- [What is required]:
In the copy, keep the lines from the first line of the material below through the line containing "Target: white tent canopy" exactly as they are, and include no pictures.

╭──

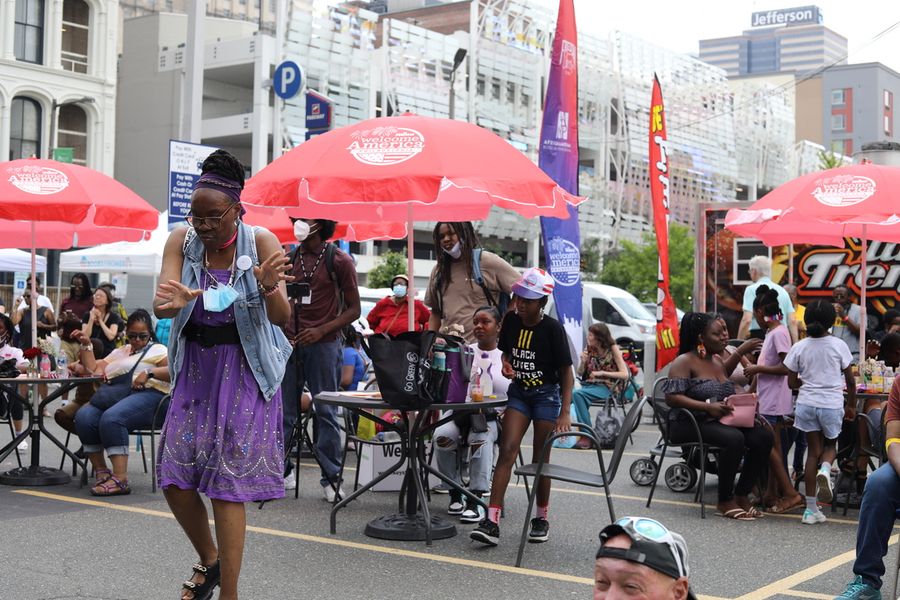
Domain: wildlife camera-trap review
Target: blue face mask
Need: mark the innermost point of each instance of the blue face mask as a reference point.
(219, 298)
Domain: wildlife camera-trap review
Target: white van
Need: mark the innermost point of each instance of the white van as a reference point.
(627, 319)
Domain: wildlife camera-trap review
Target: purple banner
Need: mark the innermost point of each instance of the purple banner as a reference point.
(559, 159)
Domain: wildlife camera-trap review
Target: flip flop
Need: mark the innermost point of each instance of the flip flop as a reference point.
(780, 510)
(736, 514)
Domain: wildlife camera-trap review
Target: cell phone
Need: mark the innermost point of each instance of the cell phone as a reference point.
(298, 290)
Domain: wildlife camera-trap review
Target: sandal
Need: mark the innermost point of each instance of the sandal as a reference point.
(736, 514)
(112, 486)
(211, 578)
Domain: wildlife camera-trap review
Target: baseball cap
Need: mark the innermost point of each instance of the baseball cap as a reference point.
(534, 284)
(652, 545)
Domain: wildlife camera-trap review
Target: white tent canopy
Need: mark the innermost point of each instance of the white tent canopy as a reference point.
(12, 260)
(134, 258)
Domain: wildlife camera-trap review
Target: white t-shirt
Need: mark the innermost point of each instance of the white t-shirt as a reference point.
(820, 362)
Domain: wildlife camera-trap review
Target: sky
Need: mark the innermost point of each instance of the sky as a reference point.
(680, 24)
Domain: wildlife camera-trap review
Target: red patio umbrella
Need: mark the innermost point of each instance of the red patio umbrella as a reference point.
(408, 168)
(860, 201)
(63, 203)
(278, 221)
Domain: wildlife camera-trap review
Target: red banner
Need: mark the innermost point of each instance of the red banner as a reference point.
(666, 317)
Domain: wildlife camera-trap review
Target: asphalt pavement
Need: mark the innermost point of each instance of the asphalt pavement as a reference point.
(60, 542)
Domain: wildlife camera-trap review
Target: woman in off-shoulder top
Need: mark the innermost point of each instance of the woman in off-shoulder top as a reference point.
(699, 383)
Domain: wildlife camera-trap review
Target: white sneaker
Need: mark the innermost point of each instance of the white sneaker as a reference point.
(330, 494)
(812, 518)
(824, 493)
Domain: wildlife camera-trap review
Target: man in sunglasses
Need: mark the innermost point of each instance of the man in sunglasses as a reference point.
(640, 558)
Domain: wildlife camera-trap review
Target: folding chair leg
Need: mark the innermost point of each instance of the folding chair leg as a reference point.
(531, 498)
(656, 474)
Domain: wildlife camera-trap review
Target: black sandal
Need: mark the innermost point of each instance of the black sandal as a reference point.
(211, 578)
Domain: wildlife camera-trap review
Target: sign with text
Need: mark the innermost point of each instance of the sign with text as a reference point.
(185, 160)
(800, 15)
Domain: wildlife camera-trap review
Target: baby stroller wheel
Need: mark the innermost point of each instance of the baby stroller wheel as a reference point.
(642, 471)
(680, 477)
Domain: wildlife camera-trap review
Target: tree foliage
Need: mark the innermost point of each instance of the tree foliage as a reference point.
(390, 264)
(634, 267)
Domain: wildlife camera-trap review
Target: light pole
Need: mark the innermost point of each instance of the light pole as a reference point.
(54, 117)
(457, 60)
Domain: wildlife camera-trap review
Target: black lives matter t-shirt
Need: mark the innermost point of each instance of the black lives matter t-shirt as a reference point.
(536, 353)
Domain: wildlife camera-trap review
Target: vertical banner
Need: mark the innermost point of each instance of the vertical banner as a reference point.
(666, 317)
(559, 159)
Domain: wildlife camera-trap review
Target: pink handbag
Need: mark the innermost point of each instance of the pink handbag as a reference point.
(744, 410)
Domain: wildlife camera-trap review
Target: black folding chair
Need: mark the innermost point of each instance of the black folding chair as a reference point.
(603, 479)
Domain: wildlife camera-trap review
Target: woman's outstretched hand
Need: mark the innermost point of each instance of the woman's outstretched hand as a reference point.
(175, 295)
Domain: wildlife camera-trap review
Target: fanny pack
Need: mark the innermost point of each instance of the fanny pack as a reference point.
(208, 336)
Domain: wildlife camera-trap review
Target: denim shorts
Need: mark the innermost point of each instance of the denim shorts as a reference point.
(827, 420)
(538, 404)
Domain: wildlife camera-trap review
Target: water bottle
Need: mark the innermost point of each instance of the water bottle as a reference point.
(45, 366)
(62, 366)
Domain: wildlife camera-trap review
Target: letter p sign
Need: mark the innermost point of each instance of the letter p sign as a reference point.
(288, 79)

╰──

- [Written response]:
Domain: wildlife camera-trap review
Target: blue face mask
Need: mark the innermost point of each instance of the blue face mask as a reference point.
(219, 298)
Domain: wildlife camera-trap review
Target: white van
Need: mark the innermost point of each instance of the white van as a reference point.
(627, 319)
Domain: wildlife camera-trap review
Target: purple banner
Need: mark the innermost point of each instance of the purple banner as a reference point.
(559, 159)
Domain: wildlife camera-trap review
Target: flip flop
Need: mark the innermost point of each instance of the flip flop as a reference point.
(780, 510)
(736, 514)
Domain: wildlife camera-trap review
Target: cell phone
Need: mark the innermost point of each instance of the cell phone as a reference point.
(298, 290)
Domain: wildlife camera-trap review
Target: sandal
Need: mark the innermost point of each instance of the sandal as a reference point.
(736, 514)
(112, 486)
(211, 578)
Domain: wildlife camera-trap review
Target: baseball cap
Need: mark the innermost point of each instance of the baseball cap as a reference point.
(534, 284)
(652, 545)
Domain: wildlife camera-trap review
Target: white tent canopy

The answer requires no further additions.